* **PAGE TEXT**:
Analyzing Blog Traffic with CloudFront Logs and Athena

A detailed guide on setting up CloudFront logging with Athena to analyze blog traffic patterns and user behavior using CDK

Analyzing Blog Traffic with CloudFront Logs and Athena

Analyzing Blog Traffic with CloudFront Logs and Athena

In this guide, we'll explore how to set up and analyze CloudFront logs using Amazon Athena to gain insights into blog traffic patterns. We'll use CDK to create the necessary infrastructure and write queries to extract meaningful data about how users interact with our blog.

Overview

The solution consists of several components:

  • CloudFront Distribution with logging enabled
  • S3 bucket for log storage
  • Athena table definition matching the CloudFront log format
  • Predefined queries for common analytics needs

Client

CloudFront
Distribution

S3 Site
Bucket

S3 Logging
Bucket

Glue
Database

Athena
Query

Athena Results
Bucket

Infrastructure Setup

First, we'll configure CloudFront to write logs to an S3 bucket. In our website-construct.ts:

this.distribution = new Distribution(this, "Distribution", {
  // ... other configuration ...

* **PARTS OF THE EXERCISE**:
A - Revise the CloudFront logging guide from "In this guide, we'll" through "with our blog.", swapping "blog" for "website".
B - According to the CloudFront logging guide, where is CloudFront configured to write its logs?
Rely only on the CloudFront logging guide for what follows.

* **DATA ENTRIES**:

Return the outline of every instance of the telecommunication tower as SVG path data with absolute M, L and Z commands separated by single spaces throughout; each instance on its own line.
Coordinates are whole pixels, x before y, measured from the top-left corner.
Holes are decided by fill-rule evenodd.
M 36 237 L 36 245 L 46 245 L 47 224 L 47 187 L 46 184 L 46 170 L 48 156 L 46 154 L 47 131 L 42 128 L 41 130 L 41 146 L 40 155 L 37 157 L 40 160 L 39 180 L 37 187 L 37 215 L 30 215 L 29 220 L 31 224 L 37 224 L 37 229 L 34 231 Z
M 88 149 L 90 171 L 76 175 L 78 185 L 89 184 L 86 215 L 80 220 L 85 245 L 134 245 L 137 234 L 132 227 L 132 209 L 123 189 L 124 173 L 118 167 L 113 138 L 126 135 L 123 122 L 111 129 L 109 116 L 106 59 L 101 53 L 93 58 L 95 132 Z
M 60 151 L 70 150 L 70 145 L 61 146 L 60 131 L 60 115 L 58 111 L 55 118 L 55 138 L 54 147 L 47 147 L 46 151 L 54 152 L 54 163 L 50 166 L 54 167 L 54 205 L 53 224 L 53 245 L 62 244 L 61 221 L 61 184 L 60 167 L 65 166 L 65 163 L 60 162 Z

* **COMPLETED EXERCISE**:
A -
In this guide, we'll explore how to set up and analyze CloudFront logs using Amazon Athena to gain insights into website traffic patterns. We'll use CDK to create the necessary infrastructure and write queries to extract meaningful data about how users interact with our website.

B - To an S3 bucket.